[YOUR INSTRUCTIONS]
In the forum thread below, what date does the quoted original caption give for the photo?

[PAGE TEXT]
■ ■ ■

# Hard Times



## Josiah (Dec 27, 2014)

This photo ostensibly taken in Chicago in the 1940s. Maybe I'm wrong but the sign doesn't look authentic.


----------



## SeaBreeze (Dec 27, 2014)

Yeah, hopefully it's just a photoshopped picture and somebody put the sign there for dramatic or funny effect.


----------



## jujube (Dec 27, 2014)

My mom always threatened to sell me to the first band of Gypsies who passed by.  I always thought that would be a great idea.  I mean, what kid WOULDN'T want to be a Gypsy.  I'm pretty sure that's the seat of all my problems......I was meant to be raised by Gypsies and instead I grew up in an ordinary Midwestern family.


----------



## Meanderer (Dec 27, 2014)

Sorry to say, it is based on a real situation.
http://www.nwitimes.com/news/local/...cle_1c095598-89f4-584b-891b-7ef48a1e2082.html






Original caption: August 4, 1948 - Chicago, Illinois: They're on the auction block. These small children of Mr. and Mrs. Ray Chalifoux of Chicago, Illinois. For long months 40 year old Ray and his wife, Lucille, 24, waged a desperate but losing battle to keep food in the mouth and a roof over their heads. Now jobless and facing eviction from their near barren flat, the Chalifoux have surrendered to their heart breaking decision. Photo shows mother sobbing as the children pose wonderingly on the steps. Left to right: Lana,6. Rae, 5. Milton, 4. Sue Ellen, 2 years old. --- Image by Bettmann/CORBIS

"No one knows how long the sign stood in the yard, whether it was long enough for the camera shutter to close or whether it was years. Some family members claim the mother was paid to stage the photo".


----------



## Josiah (Dec 27, 2014)

Thanks Jim for all the background material. If those kids are alive today they'd be in their seventies. Whatever the case I hope they ended up living satisfactory lives.


----------

■ ■ ■

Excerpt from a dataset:
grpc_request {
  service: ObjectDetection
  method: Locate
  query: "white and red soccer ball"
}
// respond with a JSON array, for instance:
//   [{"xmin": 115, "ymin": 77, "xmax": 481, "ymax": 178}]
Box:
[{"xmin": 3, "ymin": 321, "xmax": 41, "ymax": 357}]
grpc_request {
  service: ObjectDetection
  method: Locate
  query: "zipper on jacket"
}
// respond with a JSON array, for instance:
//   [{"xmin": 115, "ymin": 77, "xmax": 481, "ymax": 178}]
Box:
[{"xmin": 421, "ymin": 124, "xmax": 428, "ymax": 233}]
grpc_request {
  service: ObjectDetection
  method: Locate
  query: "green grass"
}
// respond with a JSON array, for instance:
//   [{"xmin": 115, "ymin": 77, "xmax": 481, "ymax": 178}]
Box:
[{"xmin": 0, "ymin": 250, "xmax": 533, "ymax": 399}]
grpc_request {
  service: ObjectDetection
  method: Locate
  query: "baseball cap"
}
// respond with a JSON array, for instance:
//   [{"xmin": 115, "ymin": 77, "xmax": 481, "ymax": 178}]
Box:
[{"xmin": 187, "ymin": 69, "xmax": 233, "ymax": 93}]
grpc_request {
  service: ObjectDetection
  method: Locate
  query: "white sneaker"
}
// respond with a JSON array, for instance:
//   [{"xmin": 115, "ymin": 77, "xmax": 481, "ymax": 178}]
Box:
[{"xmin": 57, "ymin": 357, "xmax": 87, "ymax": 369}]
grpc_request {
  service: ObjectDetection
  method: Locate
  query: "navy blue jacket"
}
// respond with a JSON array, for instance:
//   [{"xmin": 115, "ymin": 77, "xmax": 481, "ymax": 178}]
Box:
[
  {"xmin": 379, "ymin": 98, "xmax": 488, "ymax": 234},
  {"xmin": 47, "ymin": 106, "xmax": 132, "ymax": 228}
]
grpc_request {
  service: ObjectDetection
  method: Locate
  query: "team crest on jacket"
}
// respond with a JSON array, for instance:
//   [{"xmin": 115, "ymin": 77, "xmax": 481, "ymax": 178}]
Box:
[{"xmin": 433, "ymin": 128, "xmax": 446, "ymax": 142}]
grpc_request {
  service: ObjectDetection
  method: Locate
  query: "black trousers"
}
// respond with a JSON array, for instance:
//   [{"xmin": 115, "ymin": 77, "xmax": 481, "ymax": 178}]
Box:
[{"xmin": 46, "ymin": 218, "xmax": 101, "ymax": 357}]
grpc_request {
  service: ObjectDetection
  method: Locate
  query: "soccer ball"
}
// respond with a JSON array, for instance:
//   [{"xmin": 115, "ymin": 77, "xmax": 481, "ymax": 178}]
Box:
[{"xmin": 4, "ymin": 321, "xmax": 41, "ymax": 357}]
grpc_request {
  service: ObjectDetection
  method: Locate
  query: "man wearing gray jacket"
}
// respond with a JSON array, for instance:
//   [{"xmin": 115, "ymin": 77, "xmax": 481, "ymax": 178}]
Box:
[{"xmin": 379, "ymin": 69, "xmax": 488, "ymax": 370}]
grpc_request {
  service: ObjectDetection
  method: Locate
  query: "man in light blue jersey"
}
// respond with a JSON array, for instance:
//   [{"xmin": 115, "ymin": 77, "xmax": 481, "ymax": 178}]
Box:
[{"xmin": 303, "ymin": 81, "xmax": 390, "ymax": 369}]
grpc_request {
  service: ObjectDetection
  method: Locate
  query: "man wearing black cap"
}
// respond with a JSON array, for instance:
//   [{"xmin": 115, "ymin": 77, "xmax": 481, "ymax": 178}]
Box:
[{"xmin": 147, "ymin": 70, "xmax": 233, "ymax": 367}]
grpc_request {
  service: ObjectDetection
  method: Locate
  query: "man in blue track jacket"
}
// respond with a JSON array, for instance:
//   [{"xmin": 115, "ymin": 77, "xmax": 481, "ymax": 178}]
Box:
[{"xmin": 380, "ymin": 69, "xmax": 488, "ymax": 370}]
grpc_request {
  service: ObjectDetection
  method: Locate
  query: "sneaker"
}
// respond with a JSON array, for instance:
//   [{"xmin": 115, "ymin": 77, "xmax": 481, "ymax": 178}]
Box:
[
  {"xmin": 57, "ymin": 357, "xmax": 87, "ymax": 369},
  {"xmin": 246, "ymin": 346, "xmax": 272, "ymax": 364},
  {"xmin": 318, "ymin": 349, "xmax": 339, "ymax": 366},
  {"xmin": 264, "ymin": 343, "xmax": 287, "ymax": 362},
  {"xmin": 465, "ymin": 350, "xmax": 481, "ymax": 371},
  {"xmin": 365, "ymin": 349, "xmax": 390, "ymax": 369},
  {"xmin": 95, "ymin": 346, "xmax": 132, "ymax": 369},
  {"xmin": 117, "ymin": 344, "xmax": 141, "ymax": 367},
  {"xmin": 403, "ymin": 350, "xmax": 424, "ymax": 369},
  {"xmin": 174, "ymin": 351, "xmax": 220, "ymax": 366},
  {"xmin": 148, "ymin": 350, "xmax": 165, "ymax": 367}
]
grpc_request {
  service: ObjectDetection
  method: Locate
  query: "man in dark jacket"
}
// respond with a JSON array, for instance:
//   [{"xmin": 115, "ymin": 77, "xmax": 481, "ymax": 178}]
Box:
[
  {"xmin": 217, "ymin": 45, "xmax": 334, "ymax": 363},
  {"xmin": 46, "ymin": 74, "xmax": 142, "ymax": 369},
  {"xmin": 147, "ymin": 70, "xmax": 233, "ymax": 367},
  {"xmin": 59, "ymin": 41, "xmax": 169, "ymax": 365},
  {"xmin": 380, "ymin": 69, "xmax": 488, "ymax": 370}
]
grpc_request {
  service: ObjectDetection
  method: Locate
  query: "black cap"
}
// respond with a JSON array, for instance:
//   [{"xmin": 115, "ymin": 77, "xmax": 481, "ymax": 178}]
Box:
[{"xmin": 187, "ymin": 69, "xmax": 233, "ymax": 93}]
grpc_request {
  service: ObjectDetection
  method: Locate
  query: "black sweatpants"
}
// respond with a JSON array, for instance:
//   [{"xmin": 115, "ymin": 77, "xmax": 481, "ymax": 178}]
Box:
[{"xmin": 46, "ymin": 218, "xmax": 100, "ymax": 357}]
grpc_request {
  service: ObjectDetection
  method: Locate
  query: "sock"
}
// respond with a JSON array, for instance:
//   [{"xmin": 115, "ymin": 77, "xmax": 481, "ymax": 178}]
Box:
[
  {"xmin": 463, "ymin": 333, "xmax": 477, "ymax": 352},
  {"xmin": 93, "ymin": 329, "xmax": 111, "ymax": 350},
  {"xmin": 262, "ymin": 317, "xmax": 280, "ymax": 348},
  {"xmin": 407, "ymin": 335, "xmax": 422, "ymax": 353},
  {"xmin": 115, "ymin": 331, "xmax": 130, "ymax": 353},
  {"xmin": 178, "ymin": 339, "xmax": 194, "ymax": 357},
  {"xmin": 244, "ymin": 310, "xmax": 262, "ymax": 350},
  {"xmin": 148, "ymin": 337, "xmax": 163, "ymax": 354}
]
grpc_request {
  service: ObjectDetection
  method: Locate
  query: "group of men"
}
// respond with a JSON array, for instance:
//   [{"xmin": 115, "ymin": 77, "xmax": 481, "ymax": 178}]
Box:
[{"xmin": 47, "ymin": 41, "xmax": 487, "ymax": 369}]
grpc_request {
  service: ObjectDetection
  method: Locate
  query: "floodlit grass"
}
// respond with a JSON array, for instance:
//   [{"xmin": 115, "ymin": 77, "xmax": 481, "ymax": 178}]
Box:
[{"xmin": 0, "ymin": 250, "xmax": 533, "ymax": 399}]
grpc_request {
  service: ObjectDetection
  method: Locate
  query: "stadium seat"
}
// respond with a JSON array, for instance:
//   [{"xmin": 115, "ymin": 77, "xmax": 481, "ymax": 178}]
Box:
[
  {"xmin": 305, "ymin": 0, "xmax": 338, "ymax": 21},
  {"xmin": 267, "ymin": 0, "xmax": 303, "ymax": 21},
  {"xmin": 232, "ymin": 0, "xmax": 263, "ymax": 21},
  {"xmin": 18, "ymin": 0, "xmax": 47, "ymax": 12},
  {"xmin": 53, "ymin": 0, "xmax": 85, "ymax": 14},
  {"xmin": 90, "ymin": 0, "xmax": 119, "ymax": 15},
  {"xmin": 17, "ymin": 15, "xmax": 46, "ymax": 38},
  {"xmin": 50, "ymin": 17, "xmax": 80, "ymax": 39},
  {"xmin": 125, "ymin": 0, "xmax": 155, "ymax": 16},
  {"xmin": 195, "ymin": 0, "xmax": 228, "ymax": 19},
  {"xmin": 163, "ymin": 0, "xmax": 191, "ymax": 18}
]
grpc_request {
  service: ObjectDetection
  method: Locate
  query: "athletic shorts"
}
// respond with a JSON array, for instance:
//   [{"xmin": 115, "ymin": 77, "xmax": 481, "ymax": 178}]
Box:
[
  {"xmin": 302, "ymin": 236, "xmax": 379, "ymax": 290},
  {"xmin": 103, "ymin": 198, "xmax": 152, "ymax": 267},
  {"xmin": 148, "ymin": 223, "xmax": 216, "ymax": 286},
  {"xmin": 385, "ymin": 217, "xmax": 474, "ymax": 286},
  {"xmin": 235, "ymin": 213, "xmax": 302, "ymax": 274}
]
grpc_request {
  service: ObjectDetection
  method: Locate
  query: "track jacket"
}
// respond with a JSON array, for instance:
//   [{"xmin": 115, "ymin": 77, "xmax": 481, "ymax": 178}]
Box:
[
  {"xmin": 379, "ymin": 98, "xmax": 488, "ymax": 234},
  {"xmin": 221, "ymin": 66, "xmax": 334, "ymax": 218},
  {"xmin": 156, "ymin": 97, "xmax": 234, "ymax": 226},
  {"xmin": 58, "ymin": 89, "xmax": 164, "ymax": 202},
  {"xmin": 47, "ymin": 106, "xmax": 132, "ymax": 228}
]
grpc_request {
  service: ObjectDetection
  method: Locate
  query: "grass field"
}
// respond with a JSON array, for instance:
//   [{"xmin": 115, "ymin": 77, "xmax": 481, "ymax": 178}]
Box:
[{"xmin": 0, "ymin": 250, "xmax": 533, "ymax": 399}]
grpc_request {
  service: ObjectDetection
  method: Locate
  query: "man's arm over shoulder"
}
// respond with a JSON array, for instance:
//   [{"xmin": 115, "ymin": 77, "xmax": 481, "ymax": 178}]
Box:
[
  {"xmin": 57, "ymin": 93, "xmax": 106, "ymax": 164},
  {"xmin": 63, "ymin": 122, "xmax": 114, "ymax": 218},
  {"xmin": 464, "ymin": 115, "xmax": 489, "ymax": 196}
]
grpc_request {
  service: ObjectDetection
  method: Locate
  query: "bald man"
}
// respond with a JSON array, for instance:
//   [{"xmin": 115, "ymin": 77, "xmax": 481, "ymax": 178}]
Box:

■ ■ ■

[EXERCISE SOLUTION]
August 4, 1948